__OPGAVEN__:
#1 Van welke datum is het Mobiliteitsdecreet dat in het document wordt genoemd?
#2 Druk uit het document alles af vanaf "Bij overdracht van" tot en met "af te sluiten.".

__DOCUMENT__:
4) Aanleg van een nieuwe gewestweg die een aantal gemeentewegen doorsnijdt
Omwille van de zgn. “Interceptietheorie” worden de gemeentewegen ter hoogte van de gelijkgrondse kruisingen ingelijfd in het gewestdomein. Daarvoor is geen beslissing van de gemeenteraad nodig. Er is wel een beslissing van de gemeenteraad nodig als gemeentewegen door die nieuwe wegenis doodlopende straten worden. De impact ervan is immers groot. De bestaande gemeentewegen die doodlopend worden gemaakt, moeten op de koppen afgewerkt worden. Voor aansluiting op wegen die onder gemeentelijk beheer blijven, is enkel een tussenkomst van de gemeenteraad nodig als het gaat om structurele ingrepen aan de gemeentewegen (bv. wanneer een gemeenteweg door de aanleg van een nieuwe gewestweg een doodlopende straat wordt die op de kop moet worden worden afgewerkt). Verder kan nog worden gewezen op artikel 192 van het Gemeentedecreet, dat het volgende stelt: “De Vlaamse Regering bepaalt, na advies van de gemeenteraad in kwestie, welke wegen op het grondgebied van die gemeente als gewestwegen beschouwd worden. Als bestaande wegen of weggedeelten niet langer beschouwd worden als gewestwegen, worden ze beschouwd als gemeentewegen, mits de gemeenteraad daarmee instemt. Die overdracht heeft de toekenning om niet van de eigendom van die wegen tot gevolg. Bij de eigendomsoverdracht moeten deze wegen zich in goede staat van onderhoud bevinden.”
Bij overdracht van wegen ligt de gemeentelijke bevoegdheid dus bij de gemeenteraad (enerzijds advies en anderzijds instemming). Het Mobiliteitsdecreet van 20 maart 2009 voorziet bovendien in een zeer grote inspraak van gemeenten bij de aanleg van een nieuwe gewestweg die een aantal gemeentewegen
doorkruist, onder meer via de zogenaamde Gemeentelijke Begeleidingscommissie (waarin vertegenwoordigers van de gemeente en van het Vlaamse Gewest zetelen). Het Mobiliteitsdecreet voorziet ook in de mogelijkheid om samenwerkingsovereenkomsten af te sluiten.

__AANGELEVERDE GEGEVENS__:
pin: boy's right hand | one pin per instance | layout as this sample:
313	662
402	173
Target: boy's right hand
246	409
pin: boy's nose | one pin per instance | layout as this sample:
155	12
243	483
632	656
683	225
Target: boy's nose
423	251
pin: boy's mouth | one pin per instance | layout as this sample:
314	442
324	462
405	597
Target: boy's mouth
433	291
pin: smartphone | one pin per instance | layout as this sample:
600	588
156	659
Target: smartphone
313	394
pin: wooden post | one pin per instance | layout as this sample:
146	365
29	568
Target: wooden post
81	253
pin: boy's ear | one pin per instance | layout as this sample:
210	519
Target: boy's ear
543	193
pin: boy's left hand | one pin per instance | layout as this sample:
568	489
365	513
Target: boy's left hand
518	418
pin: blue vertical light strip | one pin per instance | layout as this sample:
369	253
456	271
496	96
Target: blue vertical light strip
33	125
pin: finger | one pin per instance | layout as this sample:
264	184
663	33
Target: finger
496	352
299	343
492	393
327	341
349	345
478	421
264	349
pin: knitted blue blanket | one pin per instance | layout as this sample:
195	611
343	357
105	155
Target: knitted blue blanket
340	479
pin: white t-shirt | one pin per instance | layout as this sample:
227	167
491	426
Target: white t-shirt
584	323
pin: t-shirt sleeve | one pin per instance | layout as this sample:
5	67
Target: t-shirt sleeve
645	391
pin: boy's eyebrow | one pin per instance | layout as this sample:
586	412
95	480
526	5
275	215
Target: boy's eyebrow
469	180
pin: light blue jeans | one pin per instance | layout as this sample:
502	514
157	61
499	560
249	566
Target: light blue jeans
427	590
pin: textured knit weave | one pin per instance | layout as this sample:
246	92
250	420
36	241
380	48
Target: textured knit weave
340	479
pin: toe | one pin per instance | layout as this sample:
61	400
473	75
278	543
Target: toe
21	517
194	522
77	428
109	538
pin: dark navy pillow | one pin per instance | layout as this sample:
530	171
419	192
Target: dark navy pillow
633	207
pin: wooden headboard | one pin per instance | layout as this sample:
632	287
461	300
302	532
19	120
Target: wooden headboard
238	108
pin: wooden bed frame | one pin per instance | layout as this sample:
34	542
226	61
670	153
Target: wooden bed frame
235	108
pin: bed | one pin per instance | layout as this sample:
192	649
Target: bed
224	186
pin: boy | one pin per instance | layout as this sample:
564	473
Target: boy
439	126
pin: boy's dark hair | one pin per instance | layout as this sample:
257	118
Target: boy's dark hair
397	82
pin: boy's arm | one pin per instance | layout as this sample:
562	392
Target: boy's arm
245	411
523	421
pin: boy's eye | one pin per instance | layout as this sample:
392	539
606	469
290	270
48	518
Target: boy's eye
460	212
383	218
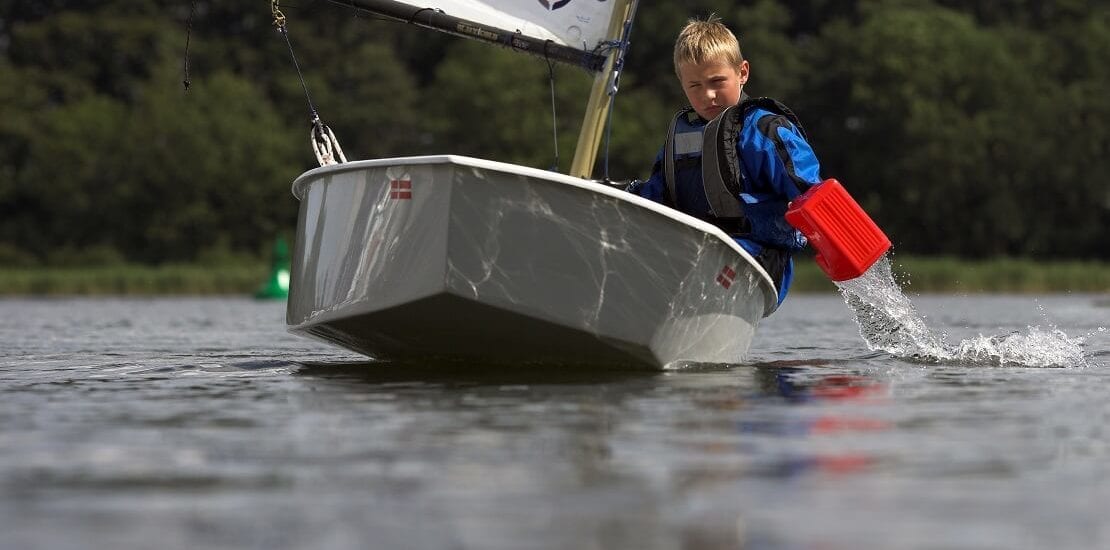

__ANTWOORDEN OP VOLGORDE__:
#1 20 maart 2009

#2
Bij overdracht van wegen ligt de gemeentelijke bevoegdheid dus bij de gemeenteraad (enerzijds advies en anderzijds instemming). Het Mobiliteitsdecreet van 20 maart 2009 voorziet bovendien in een zeer grote inspraak van gemeenten bij de aanleg van een nieuwe gewestweg die een aantal gemeentewegen
doorkruist, onder meer via de zogenaamde Gemeentelijke Begeleidingscommissie (waarin vertegenwoordigers van de gemeente en van het Vlaamse Gewest zetelen). Het Mobiliteitsdecreet voorziet ook in de mogelijkheid om samenwerkingsovereenkomsten af te sluiten.